■ Task details ■
Update all the records below by replacing "provided photograph" with "supplied image" and keeping everything else the same. Leave the pictures out of your output.
··· Material for the task
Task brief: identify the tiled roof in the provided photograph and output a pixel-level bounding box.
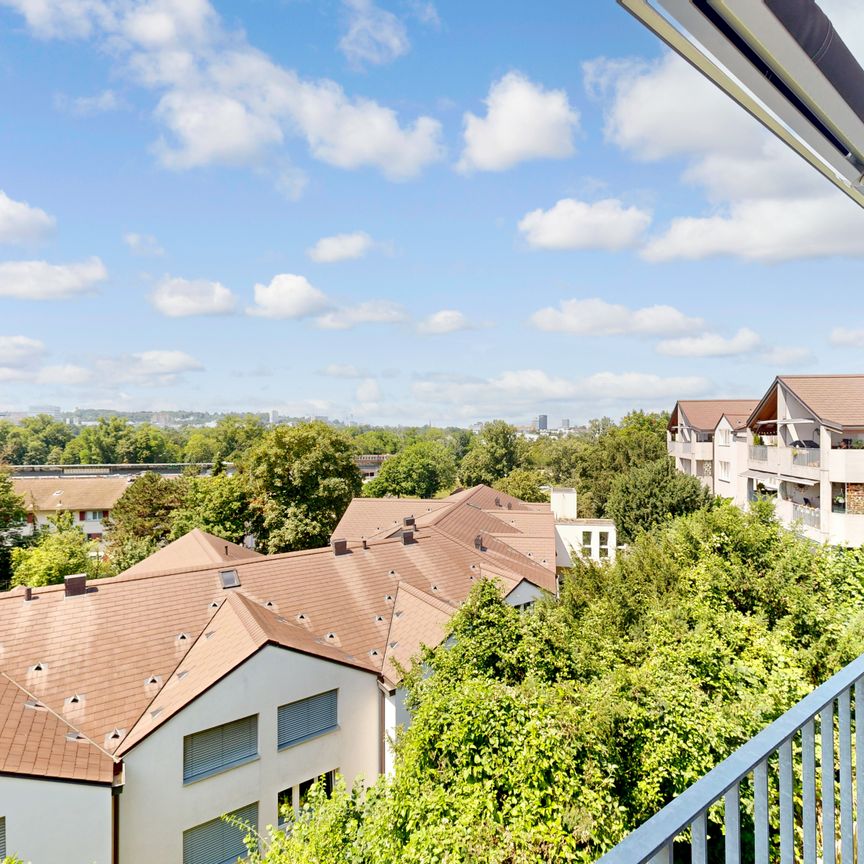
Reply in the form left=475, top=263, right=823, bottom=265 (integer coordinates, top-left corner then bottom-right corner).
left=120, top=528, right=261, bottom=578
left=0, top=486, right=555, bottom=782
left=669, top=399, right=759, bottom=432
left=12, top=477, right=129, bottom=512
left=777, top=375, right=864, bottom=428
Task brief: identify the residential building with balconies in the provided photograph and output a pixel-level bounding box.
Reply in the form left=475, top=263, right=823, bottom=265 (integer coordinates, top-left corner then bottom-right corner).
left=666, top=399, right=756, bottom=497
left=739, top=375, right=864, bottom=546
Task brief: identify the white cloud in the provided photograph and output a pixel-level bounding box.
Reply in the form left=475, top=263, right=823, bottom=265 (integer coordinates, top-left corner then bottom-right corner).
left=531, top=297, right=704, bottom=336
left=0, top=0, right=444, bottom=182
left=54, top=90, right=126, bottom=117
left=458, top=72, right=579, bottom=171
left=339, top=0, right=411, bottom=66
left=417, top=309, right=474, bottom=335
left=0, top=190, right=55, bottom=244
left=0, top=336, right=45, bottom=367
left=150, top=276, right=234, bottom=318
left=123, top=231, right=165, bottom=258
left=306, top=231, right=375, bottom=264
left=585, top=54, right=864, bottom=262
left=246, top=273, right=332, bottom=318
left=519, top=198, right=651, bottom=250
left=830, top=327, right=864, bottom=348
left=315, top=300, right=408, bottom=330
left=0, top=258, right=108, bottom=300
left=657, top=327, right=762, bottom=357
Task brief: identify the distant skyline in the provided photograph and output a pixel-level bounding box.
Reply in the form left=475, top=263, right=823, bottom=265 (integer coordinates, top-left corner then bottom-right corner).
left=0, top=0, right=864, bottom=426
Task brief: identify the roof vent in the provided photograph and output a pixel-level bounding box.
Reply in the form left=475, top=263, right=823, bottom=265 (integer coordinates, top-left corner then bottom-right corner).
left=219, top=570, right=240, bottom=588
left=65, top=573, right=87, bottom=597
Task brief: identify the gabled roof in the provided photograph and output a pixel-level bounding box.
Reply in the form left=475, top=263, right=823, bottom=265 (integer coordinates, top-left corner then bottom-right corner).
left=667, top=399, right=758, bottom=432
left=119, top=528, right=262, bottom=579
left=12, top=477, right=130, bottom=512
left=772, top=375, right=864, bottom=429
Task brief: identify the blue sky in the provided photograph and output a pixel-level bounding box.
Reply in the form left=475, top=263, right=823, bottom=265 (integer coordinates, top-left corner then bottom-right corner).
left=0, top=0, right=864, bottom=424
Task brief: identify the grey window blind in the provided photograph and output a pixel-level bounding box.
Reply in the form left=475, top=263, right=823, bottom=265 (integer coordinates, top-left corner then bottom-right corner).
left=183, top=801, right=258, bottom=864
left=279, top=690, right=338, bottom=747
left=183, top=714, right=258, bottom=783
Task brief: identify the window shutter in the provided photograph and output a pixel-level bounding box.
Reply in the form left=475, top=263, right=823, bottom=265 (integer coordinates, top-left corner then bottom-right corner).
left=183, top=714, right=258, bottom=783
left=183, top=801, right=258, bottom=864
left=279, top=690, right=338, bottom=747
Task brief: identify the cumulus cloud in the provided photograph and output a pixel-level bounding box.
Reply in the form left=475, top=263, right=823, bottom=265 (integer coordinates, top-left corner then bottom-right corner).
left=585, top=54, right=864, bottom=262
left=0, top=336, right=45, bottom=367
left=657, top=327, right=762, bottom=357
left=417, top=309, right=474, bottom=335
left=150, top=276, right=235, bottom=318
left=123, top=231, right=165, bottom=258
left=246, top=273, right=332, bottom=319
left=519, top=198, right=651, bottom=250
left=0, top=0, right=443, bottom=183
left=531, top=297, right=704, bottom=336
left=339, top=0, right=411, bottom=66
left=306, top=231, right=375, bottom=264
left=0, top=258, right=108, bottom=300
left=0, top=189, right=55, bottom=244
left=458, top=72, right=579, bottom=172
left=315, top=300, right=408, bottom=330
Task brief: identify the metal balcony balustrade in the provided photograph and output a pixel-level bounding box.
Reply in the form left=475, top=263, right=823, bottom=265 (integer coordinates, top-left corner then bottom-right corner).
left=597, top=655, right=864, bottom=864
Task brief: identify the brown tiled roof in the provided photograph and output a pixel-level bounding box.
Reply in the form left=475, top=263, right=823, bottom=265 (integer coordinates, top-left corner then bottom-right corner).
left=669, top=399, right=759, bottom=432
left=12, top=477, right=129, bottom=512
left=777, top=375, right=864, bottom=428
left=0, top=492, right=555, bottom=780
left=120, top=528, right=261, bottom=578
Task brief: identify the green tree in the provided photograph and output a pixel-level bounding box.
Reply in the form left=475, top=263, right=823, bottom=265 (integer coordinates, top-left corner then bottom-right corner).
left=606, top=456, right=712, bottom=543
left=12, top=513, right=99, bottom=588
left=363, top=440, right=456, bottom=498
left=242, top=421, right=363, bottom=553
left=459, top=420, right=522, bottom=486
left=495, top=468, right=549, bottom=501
······
■ Written solution ■
Task brief: identify the tiled roof in the supplied image and output a pixel-level bounding box.
Reply in the form left=475, top=263, right=823, bottom=265 (integer coordinates, top-left corner then bottom-right corner).
left=120, top=528, right=261, bottom=578
left=0, top=486, right=555, bottom=782
left=669, top=399, right=759, bottom=432
left=12, top=477, right=129, bottom=512
left=777, top=375, right=864, bottom=428
Task brief: identify the residential building with balconies in the supplied image and output a pixel-level bounding box.
Reply in the form left=475, top=263, right=823, bottom=265 (integer coordinates, top-left corner then bottom-right corner).
left=666, top=399, right=756, bottom=497
left=739, top=375, right=864, bottom=546
Task brief: identify the white cloud in the supplied image and output a pixel-level bounding box.
Reply in the form left=475, top=263, right=823, bottom=265 (integer coordinates, top-left corner then bottom-right corner).
left=531, top=297, right=704, bottom=336
left=0, top=0, right=444, bottom=182
left=54, top=90, right=126, bottom=117
left=458, top=72, right=579, bottom=171
left=339, top=0, right=411, bottom=66
left=417, top=309, right=474, bottom=335
left=0, top=190, right=55, bottom=244
left=0, top=336, right=45, bottom=367
left=150, top=276, right=234, bottom=318
left=123, top=231, right=165, bottom=258
left=306, top=231, right=375, bottom=264
left=585, top=54, right=864, bottom=262
left=246, top=273, right=332, bottom=318
left=519, top=198, right=651, bottom=250
left=830, top=327, right=864, bottom=348
left=315, top=300, right=408, bottom=330
left=0, top=258, right=108, bottom=300
left=657, top=327, right=762, bottom=357
Task brief: identify the distant skyline in the supplied image and output a pixel-level bounding box.
Reply in the form left=475, top=263, right=823, bottom=265 (integer coordinates, top-left corner then bottom-right corner).
left=0, top=0, right=864, bottom=426
Task brief: identify the roof vent in the supplied image and output a pixel-level bounding box.
Reply in the form left=475, top=263, right=823, bottom=265 (integer coordinates, top-left corner then bottom-right corner).
left=219, top=570, right=240, bottom=588
left=65, top=573, right=87, bottom=597
Task brief: identify the gabled roof in the supplied image and output a pixel-level bounding box.
Reply in the form left=475, top=263, right=823, bottom=265 (integer coordinates, top-left corner then bottom-right corner).
left=667, top=399, right=758, bottom=432
left=119, top=528, right=262, bottom=579
left=12, top=477, right=130, bottom=512
left=772, top=375, right=864, bottom=429
Task brief: identify the blue sky in the supplied image and output a pixel-level bounding box.
Reply in the form left=475, top=263, right=823, bottom=265 (integer coordinates, top-left corner then bottom-right corner).
left=0, top=0, right=864, bottom=424
Task brief: identify the grey window blind in the supplied image and output a pixel-level bounding box.
Reply in the form left=475, top=263, right=823, bottom=265 (integer coordinates, top-left corner then bottom-right corner).
left=183, top=801, right=258, bottom=864
left=279, top=690, right=338, bottom=747
left=183, top=714, right=258, bottom=783
Task brief: identify the window shutter in the supplied image and output a pixel-level bounding box.
Reply in the form left=475, top=263, right=823, bottom=265 (integer coordinates, top-left corner then bottom-right corner).
left=183, top=714, right=258, bottom=783
left=183, top=801, right=258, bottom=864
left=279, top=690, right=338, bottom=747
Task brief: identify the cumulus cloud in the supplied image and output a pixel-level bounding box.
Reply in the form left=475, top=263, right=823, bottom=265 (integer coordinates, top-left corner then bottom-right corner).
left=585, top=54, right=864, bottom=262
left=0, top=336, right=45, bottom=367
left=657, top=327, right=762, bottom=357
left=417, top=309, right=474, bottom=335
left=150, top=276, right=235, bottom=318
left=123, top=231, right=165, bottom=258
left=246, top=273, right=332, bottom=319
left=519, top=198, right=651, bottom=250
left=0, top=0, right=443, bottom=183
left=531, top=297, right=704, bottom=336
left=339, top=0, right=411, bottom=66
left=306, top=231, right=375, bottom=264
left=0, top=258, right=108, bottom=300
left=0, top=189, right=55, bottom=244
left=458, top=72, right=579, bottom=172
left=315, top=300, right=408, bottom=330
Task brief: identify the metal balcony balustrade in the supplied image and output a pixel-level bounding box.
Reply in the form left=475, top=263, right=823, bottom=265 (integer coordinates, top-left corner then bottom-right corner).
left=597, top=655, right=864, bottom=864
Task brief: identify the brown tiled roof in the supplied image and output a pixel-level bounding box.
Reply in the form left=475, top=263, right=823, bottom=265 (integer coordinates, top-left corner then bottom-right corner).
left=669, top=399, right=759, bottom=432
left=12, top=477, right=129, bottom=512
left=777, top=375, right=864, bottom=428
left=0, top=492, right=555, bottom=780
left=120, top=528, right=261, bottom=578
Task brief: identify the green tree in the supplied image and output a pixel-level bounding box.
Reply in the form left=475, top=263, right=823, bottom=265 (integer coordinates, top-left corner then bottom-right corner).
left=606, top=456, right=712, bottom=543
left=12, top=513, right=99, bottom=588
left=363, top=440, right=456, bottom=498
left=242, top=421, right=363, bottom=553
left=459, top=420, right=522, bottom=486
left=495, top=468, right=549, bottom=501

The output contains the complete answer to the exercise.